> SEITENAUSZUG
Vom Angemessenen und Lokalen

Im ersten Klassenzimmer, es ist gross und hoch, stehen die Schülerinnen und Schüler in ihren grünen Uniformen mit dicken Pullovern auf und singen zur Begrüssung ein Lied. Über ihren Wollmützen zeichnen starke, brandschutztechnisch notwendige Betonkassetten die Decken. Im Obergeschoss folgt dem Schrägdach aus Balkenlagen eine zeltartige Holzbrettverkleidung. Sie ist ebenso filigran wie die grünen Metall-Fensterrahmen. Alles andere ist grob, robust und steinern. Dies ist dem Einsatz von lokalen Materialien wie Vulkansand, Lehm oder Flusssteinen und dem Verzicht auf teure und unnötige Detail- und Abschlussarbeiten wie Sockelleisten oder einen Oberflächenputz geschuldet. 

Den Vorstellungen mancher europäischen Besucher von einem verfeinerten «Finishing» kommen die weiss gestrichenen Innenwände entgegen. Doch so ganz auch wieder nicht, denn unter der Farbe zeichnet sich jeder Stein unregelmässig ab. Eine glatte Wand wäre ein falscher Anspruch an die Fähigkeiten und Möglichkeiten der Handwerker gewesen und den Aufwand, perfekt regelmässige Steine aus Arusha herzutransportieren, wollte man sich sparen. Die Architektur geht auch aus dem Entscheid hervor, möglichst alles, von den Bausteinen bis zu den Fensterrahmen, vor Ort zu fertigen. 

Ein beinahe archaischer Ausdruck durchdringt den Bau und überschreibt die an raffinierte Oberflächen gewöhnte Wahrnehmung mit einem feinen surrealen Filter. Auf der Suche nach Vergleichbarem tauchen vor dem inneren Auge Bilder von aktuellen alternativen Wohnprojekten auf, wie etwa das Hallenwohnen in Genossenschaften oder kostengünstige ­Wohnungen ohne erweiterten Innenausbau, die aber natürlich wenig mit den Räumen der Simba Vision zu tun haben. 

Millimetergenaue Perfektion bei der architektonischen Ausführung hat nichts mit effizientem Lernen und einem angemessenen Austausch zwischen den Menschen zu tun. Aber Architektur kann zu denkerischer Offenheit beitragen, indem sie gedanklich und räumlich Platz für Entwicklung lässt.

> AUFGABE
Entnimm dem Text über den Schulbau wörtlich den Abschnitt, der mit „Vom Angemessenen und“ beginnt und mit „einen Oberflächenputz geschuldet.“ endet.

> MATERIALAUSZUG
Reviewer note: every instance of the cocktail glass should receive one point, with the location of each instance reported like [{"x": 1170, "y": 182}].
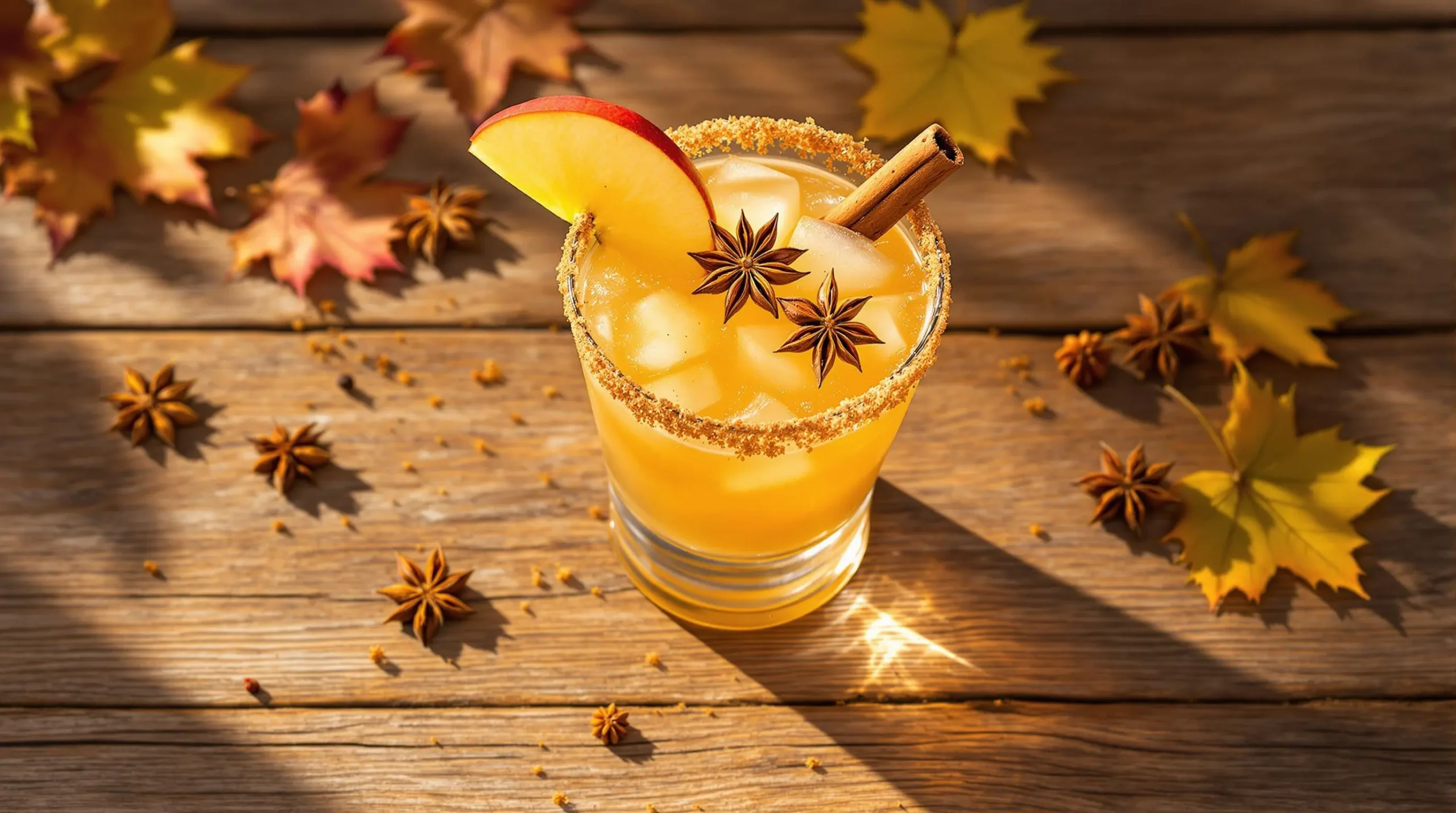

> LÖSUNG
Vom Angemessenen und Lokalen

Im ersten Klassenzimmer, es ist gross und hoch, stehen die Schülerinnen und Schüler in ihren grünen Uniformen mit dicken Pullovern auf und singen zur Begrüssung ein Lied. Über ihren Wollmützen zeichnen starke, brandschutztechnisch notwendige Betonkassetten die Decken. Im Obergeschoss folgt dem Schrägdach aus Balkenlagen eine zeltartige Holzbrettverkleidung. Sie ist ebenso filigran wie die grünen Metall-Fensterrahmen. Alles andere ist grob, robust und steinern. Dies ist dem Einsatz von lokalen Materialien wie Vulkansand, Lehm oder Flusssteinen und dem Verzicht auf teure und unnötige Detail- und Abschlussarbeiten wie Sockelleisten oder einen Oberflächenputz geschuldet.